= Beginning of Section =
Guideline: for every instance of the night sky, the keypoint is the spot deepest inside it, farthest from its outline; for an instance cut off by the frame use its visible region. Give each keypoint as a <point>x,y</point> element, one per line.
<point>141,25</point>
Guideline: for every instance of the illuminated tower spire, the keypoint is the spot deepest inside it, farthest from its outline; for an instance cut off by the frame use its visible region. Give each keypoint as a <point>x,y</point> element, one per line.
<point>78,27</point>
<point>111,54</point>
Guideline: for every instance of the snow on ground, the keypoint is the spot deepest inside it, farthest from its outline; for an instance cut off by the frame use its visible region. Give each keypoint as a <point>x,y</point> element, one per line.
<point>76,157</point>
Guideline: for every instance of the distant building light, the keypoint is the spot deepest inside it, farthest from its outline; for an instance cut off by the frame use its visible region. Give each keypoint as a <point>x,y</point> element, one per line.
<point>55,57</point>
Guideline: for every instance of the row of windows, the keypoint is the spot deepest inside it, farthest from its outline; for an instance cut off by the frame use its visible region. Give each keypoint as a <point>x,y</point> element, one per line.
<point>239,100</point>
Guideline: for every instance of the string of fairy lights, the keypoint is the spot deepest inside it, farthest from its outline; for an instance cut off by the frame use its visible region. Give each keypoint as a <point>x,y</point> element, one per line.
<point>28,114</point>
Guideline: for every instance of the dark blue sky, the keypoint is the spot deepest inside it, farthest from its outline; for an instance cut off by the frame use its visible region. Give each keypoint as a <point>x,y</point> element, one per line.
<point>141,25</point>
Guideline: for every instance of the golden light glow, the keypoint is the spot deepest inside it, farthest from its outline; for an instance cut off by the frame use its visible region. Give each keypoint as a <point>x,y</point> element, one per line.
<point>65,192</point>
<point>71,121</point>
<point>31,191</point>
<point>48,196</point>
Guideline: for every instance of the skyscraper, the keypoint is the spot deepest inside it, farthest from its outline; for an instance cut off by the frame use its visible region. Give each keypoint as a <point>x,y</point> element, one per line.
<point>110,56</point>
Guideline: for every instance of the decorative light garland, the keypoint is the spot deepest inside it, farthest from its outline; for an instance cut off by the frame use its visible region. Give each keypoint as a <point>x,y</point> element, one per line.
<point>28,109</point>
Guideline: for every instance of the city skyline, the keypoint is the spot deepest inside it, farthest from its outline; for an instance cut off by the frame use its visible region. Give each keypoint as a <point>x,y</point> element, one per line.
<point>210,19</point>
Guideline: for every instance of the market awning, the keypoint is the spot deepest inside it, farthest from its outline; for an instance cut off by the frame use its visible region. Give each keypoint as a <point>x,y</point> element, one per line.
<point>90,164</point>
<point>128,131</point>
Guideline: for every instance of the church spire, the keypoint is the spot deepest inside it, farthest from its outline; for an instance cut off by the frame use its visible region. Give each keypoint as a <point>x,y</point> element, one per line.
= End of Section =
**WHAT TO PRODUCE:**
Could you retype each record exactly as it appears?

**RESULT FOR THIS EXERCISE:**
Guideline: for every instance of the night sky, the keypoint is the spot deepest inside it, farthest from its outline; for an instance cut off by the frame use its visible region. Give each keypoint as a <point>x,y</point> element, one per line.
<point>141,25</point>
Guideline: for every instance of the illuminated tower spire, the keypoint is the spot deepest inside it, farthest from its outline; for an instance cut off by the frame use its visible region. Give each keypoint as a <point>x,y</point> element, one per line.
<point>78,27</point>
<point>111,54</point>
Guideline: for every instance of the snow on ground, the keypoint is the spot deepest inside it, farthest from its outline; for an instance cut off by the frame use its visible region. Give each keypoint as a <point>x,y</point> element, one per line.
<point>76,157</point>
Guideline: for every instance of the distant building light, the keypoint is the spot deepest inside it, farthest from its outline; for an instance cut off by the frame use its visible region. Give each keypoint as a <point>x,y</point> element, one per line.
<point>55,57</point>
Guideline: for every instance of the row of windows, the keypoint is the spot deepest inside it, farthest from its outline; for an instance cut off by the frame use its visible region. Give each keypoint as a <point>x,y</point> element, one per line.
<point>239,100</point>
Guideline: for every instance of the string of fairy lights, the keypoint is the spot deepest inside it, farthest from its outline; for an instance cut off by the frame use its visible region. Give each keypoint as a <point>x,y</point> element, one per line.
<point>28,114</point>
Guideline: for every instance of the dark blue sky, the keypoint is the spot deepest inside it, farthest from its outline; for an instance cut off by the frame use its visible region. Give each keypoint as a <point>x,y</point> element, one per line.
<point>141,25</point>
Guideline: for every instance of the golden light glow, the keypoint is the spot deepest inside it, farthest from its outline; for an instance cut off by the frame use its visible region. Give each keypoint as a <point>x,y</point> element, one per line.
<point>65,192</point>
<point>71,121</point>
<point>31,191</point>
<point>48,196</point>
Guideline: for every instance of the skyscraper, the keypoint is the spot deepest inside it, farthest from its outline; for an instance cut off by the frame use its visible region. Give each keypoint as a <point>x,y</point> element, one per line.
<point>110,56</point>
Guideline: for every instance of the decorative light garland, the keypoint is the spot deepest inside it, farthest from its outline; for an instance cut off by the frame use its visible region. Give each keypoint as a <point>x,y</point> element, one per line.
<point>28,109</point>
Guideline: for every instance of the city skyline, the keypoint is the spot deepest inside it, farthest from its outline; for an instance cut off by the frame use its visible region. Give each keypoint as a <point>x,y</point> element, one per line.
<point>210,19</point>
Guideline: for every instance of the market awning, the keypoint is the spot deepest inside it, farthest from its outline; for an instance cut off by the frame use its visible region. Give each keypoint as a <point>x,y</point> element, one per line.
<point>90,164</point>
<point>128,131</point>
Guideline: for every instance of the church spire, the keypoint is the spot deepest inside it, farthest from its outline; for an instance cut off by the frame use its visible region. Give each keypoint as a <point>x,y</point> element, one per line.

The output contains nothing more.